**DATASET EXCERPTS:**
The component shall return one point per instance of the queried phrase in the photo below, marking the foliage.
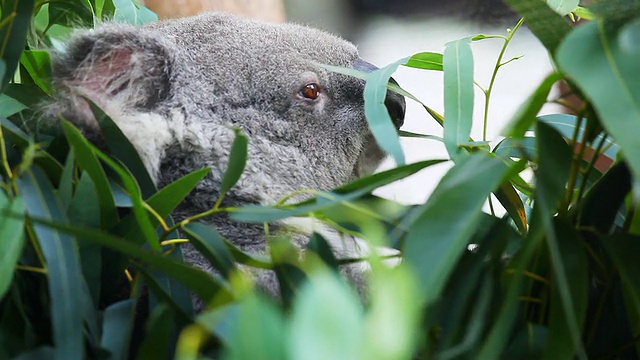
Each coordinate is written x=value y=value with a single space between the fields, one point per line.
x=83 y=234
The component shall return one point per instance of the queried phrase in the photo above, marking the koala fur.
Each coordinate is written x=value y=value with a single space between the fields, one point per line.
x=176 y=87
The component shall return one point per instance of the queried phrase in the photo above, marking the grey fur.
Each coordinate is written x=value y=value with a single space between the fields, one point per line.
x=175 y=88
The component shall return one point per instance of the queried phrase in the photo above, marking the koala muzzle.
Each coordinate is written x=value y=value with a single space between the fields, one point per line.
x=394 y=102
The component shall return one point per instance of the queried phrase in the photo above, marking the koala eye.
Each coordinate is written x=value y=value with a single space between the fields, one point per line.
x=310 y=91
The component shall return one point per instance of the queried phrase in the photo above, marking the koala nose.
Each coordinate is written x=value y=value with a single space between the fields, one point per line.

**TASK:** Reproduce the listing above in full, changing every occurrence of "koala" to "marsupial" and leaving all other text as it stands. Do not include the pictures in your answer.

**TASK OUTPUT:**
The component shall return one point per instance of the queried phrase in the photo below, marking the foliage.
Each coordinate is written x=value y=value with a single space between the fields, one point per line.
x=83 y=234
The component shall return one point per instance of the queried phrase in the photo above, marking the marsupial fur.
Each coordinate is written x=value y=value with a single space between the fields, one point per line.
x=176 y=87
The component shall return one point per instance of the queried phrase in the photo above, marking the grey fur.
Each coordinate is written x=value y=value with a single space between the fields, one point per line.
x=175 y=88
The component shall return one point per instance of the queried phrase in the photo above, marking the marsupial muzzle.
Each coordinate is written x=value y=value with a single space between the fields, one point per line.
x=394 y=102
The component shall return one point per instance of the queried phrase in the photo above, marking the marsupial eye.
Each coordinate is written x=value y=value with a single space between the fields, one point per line.
x=310 y=91
The component shall return one point per instance of the queried phrase in the photo above, marking the marsupial nose.
Each coordinate is written x=value y=value with a single space between the fields, one point per line.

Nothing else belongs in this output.